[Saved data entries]
• • • •

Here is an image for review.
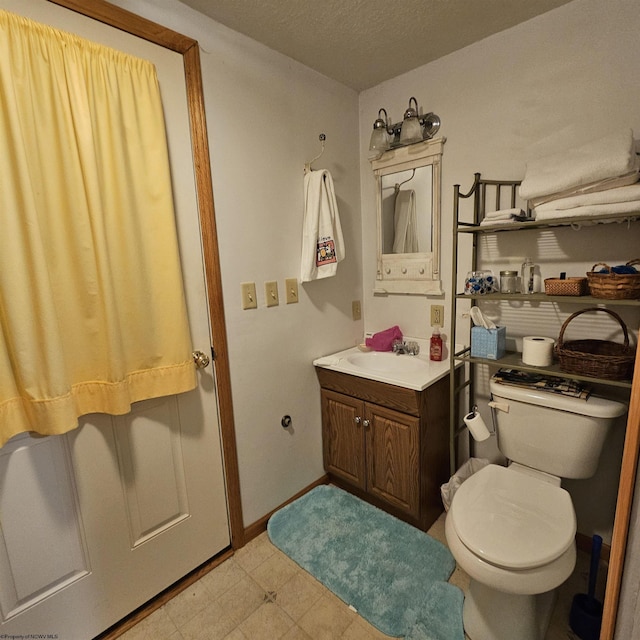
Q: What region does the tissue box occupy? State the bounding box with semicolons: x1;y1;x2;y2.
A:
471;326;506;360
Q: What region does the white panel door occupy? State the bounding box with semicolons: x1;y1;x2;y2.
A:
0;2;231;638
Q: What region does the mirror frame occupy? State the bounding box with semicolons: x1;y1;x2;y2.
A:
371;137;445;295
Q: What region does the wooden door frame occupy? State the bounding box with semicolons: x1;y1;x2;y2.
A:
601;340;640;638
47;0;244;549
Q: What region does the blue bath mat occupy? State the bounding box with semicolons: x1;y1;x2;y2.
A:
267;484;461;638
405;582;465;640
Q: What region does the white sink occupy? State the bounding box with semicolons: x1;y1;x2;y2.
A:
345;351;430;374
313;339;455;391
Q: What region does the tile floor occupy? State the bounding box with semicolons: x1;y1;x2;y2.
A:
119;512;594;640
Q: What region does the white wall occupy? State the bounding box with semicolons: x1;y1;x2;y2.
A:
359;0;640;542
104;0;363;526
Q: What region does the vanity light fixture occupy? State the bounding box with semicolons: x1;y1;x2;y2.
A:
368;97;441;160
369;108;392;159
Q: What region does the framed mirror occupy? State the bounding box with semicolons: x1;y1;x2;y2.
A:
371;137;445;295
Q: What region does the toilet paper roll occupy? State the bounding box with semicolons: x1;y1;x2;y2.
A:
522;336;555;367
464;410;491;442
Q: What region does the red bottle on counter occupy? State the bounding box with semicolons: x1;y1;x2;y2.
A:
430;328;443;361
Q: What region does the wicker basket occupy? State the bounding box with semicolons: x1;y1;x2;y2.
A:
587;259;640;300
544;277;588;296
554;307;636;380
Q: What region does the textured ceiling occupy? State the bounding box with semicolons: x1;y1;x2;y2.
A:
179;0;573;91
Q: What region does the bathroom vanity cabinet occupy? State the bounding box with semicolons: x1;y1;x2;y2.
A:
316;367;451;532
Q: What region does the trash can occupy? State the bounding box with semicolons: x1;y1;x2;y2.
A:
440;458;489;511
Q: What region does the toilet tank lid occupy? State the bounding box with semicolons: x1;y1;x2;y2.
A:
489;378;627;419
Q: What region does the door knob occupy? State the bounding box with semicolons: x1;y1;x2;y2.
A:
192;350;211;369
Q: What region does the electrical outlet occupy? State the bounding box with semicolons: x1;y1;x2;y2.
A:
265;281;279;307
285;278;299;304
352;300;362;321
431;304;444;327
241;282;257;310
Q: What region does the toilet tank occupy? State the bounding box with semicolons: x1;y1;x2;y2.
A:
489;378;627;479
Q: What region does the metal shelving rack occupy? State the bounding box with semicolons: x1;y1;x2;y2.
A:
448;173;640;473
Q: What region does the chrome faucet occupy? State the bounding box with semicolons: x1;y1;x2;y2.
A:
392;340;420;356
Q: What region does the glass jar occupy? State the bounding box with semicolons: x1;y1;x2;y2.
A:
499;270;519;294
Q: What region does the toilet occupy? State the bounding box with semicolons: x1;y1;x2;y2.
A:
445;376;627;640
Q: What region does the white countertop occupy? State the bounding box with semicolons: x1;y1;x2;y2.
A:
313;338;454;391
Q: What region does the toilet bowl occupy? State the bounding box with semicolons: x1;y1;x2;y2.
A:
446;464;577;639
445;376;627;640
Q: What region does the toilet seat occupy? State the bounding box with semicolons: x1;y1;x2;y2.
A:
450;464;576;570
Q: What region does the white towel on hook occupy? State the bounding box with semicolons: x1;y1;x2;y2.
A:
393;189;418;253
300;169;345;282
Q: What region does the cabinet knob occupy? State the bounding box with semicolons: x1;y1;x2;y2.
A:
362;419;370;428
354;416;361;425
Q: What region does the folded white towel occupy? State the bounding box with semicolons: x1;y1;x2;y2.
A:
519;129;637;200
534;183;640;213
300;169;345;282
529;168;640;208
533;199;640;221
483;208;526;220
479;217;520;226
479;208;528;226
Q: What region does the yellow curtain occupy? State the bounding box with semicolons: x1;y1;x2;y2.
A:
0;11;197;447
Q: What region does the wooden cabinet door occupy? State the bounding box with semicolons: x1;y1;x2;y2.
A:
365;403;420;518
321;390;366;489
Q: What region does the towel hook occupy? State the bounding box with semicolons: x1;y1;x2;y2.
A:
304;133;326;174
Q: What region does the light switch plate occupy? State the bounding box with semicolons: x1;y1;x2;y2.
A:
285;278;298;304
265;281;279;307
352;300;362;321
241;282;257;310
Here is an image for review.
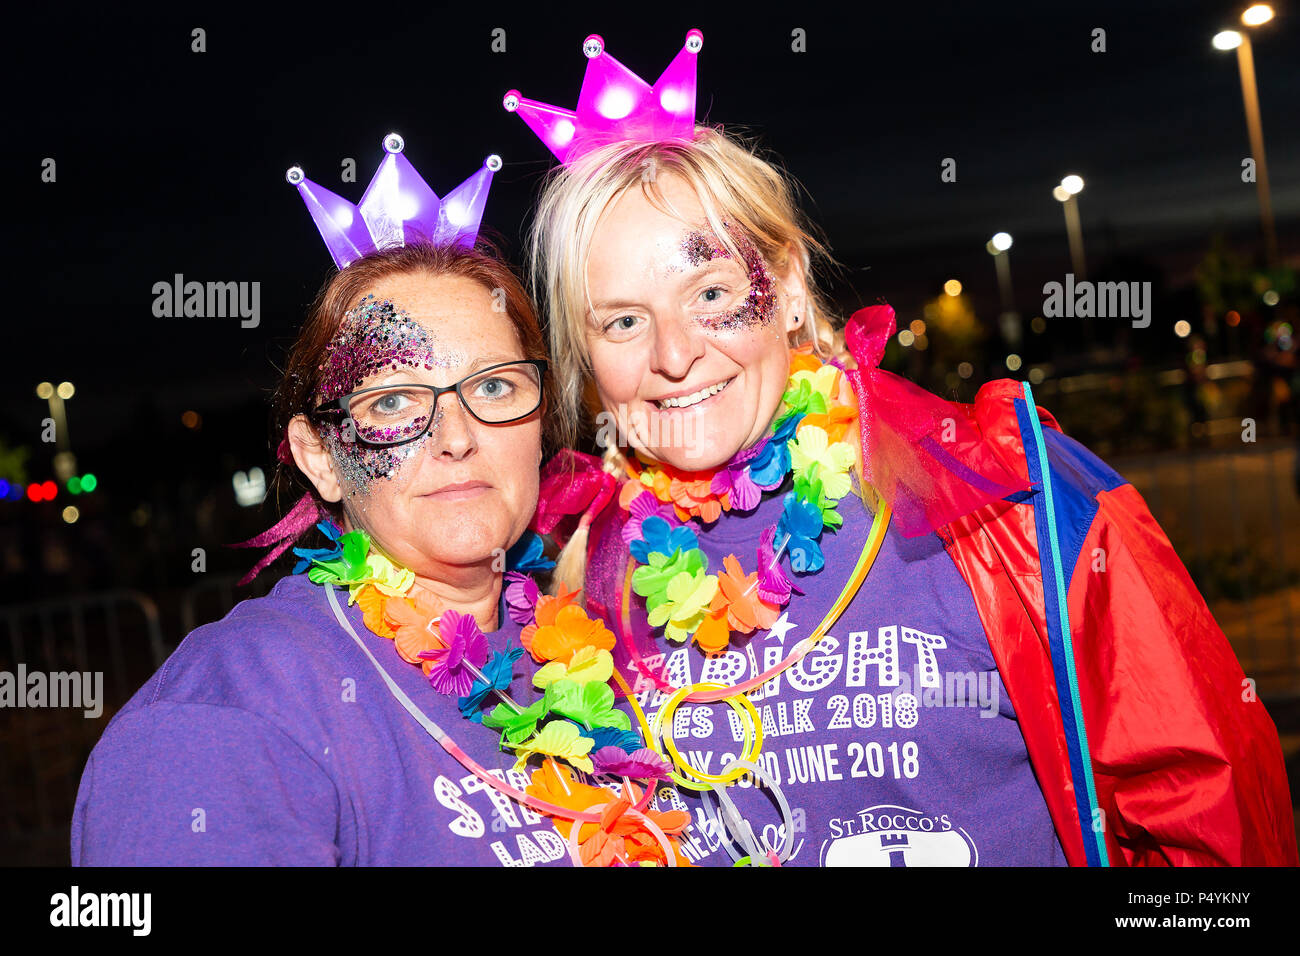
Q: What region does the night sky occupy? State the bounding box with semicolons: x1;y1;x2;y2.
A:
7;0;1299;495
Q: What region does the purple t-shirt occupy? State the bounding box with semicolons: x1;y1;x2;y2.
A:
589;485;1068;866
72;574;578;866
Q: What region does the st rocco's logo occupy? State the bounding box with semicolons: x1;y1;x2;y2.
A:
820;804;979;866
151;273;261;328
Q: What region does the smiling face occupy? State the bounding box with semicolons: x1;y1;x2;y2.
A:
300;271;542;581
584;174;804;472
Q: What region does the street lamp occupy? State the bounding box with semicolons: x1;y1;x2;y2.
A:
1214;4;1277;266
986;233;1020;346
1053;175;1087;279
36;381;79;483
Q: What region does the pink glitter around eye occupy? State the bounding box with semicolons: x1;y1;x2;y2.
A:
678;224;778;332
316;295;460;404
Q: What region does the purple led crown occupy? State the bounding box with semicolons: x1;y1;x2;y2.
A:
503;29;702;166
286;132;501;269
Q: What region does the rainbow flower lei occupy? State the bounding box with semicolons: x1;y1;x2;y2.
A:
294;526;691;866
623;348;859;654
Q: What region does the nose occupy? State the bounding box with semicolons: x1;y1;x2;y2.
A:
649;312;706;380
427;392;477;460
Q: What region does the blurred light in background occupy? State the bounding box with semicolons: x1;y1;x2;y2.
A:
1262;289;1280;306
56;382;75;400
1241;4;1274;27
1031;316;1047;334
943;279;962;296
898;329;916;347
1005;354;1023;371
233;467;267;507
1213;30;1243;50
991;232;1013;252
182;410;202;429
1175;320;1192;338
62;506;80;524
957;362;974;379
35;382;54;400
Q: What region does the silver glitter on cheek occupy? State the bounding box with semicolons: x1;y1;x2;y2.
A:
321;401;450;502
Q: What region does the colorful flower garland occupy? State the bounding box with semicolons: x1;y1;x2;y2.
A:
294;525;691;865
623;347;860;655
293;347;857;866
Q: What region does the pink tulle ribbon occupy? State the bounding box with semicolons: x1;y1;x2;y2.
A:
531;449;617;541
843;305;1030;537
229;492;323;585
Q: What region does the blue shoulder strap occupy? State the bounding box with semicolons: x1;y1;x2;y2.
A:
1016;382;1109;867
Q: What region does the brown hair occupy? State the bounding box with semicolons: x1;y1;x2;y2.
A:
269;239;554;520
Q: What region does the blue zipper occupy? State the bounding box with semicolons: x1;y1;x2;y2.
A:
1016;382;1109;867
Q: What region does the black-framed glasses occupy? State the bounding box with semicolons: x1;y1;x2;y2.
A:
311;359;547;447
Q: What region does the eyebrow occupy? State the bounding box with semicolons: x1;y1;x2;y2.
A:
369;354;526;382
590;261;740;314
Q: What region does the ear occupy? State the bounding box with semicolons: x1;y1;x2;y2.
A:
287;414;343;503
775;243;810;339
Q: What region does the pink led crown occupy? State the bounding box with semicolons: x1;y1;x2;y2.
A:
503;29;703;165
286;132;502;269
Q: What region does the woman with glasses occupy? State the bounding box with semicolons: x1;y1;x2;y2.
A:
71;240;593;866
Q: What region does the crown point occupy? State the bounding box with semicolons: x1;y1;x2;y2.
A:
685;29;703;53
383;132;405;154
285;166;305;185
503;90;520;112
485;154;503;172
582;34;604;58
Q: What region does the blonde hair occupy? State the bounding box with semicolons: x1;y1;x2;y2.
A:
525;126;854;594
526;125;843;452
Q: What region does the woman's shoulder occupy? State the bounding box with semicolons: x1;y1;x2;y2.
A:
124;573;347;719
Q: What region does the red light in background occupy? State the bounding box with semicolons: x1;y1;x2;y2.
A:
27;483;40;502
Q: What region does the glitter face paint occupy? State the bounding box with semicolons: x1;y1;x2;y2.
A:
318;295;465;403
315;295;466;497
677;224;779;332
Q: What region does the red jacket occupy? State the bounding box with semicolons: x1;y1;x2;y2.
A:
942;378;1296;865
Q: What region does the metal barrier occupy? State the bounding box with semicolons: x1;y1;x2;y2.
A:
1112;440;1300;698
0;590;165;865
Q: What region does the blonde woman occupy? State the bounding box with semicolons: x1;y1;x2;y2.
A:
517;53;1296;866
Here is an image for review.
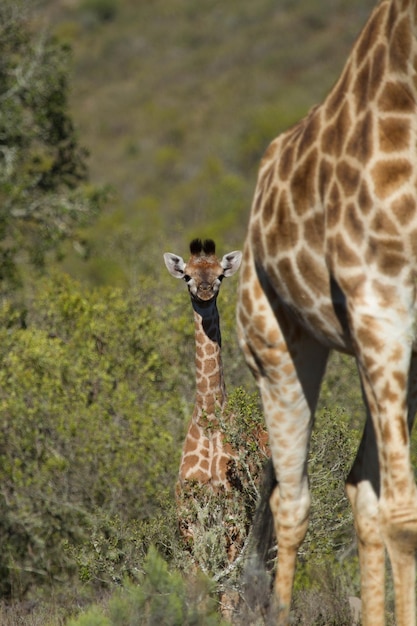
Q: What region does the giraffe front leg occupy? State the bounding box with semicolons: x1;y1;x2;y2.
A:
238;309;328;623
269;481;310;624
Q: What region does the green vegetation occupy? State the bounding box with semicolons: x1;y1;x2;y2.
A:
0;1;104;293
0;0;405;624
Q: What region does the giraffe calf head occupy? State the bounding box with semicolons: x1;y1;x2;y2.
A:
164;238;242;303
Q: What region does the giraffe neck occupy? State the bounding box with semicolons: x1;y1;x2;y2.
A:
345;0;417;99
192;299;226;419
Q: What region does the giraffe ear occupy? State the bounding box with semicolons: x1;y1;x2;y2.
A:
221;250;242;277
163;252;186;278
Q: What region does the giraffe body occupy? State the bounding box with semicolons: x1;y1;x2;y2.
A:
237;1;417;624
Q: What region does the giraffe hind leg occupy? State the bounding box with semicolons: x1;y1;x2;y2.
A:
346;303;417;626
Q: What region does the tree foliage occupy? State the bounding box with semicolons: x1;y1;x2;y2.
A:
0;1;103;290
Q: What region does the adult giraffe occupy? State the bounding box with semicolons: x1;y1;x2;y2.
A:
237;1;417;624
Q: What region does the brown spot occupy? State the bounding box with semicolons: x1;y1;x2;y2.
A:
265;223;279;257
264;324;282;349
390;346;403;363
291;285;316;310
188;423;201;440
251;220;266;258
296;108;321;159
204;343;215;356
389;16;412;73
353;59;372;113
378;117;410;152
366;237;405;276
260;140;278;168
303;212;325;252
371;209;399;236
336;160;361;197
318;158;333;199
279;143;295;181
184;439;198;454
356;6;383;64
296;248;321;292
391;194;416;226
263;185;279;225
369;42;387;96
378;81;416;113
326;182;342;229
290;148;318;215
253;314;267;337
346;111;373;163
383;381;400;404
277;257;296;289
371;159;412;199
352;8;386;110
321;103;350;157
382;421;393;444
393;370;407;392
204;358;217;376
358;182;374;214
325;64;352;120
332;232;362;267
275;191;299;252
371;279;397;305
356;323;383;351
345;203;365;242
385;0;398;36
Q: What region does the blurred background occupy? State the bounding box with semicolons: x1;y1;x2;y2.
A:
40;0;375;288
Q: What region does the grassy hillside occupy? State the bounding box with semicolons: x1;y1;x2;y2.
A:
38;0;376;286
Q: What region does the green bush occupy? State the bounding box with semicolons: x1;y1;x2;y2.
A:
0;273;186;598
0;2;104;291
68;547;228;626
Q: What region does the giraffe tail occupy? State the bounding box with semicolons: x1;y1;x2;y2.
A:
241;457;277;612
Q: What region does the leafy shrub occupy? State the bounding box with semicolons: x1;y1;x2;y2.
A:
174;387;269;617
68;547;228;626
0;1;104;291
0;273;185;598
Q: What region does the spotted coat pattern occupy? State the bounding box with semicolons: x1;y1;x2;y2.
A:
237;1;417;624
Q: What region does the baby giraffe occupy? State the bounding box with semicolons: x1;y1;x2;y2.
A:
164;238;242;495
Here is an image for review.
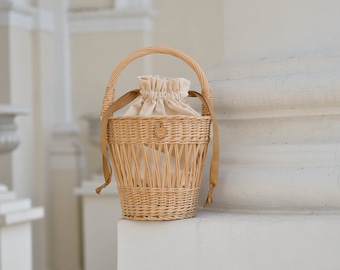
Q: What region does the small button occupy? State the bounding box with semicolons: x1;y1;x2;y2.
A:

• • • •

**Goal of the exercise:**
Show every line above in which the word "shoulder" is found.

**Answer box:**
Q: What region does the blue shoulder strap occupy? State the bounding box with semicolons: x1;y1;x2;y2.
Q: What region does the woman's shoulder occupy? State the bounding box with semicolons: x1;y1;x2;y2.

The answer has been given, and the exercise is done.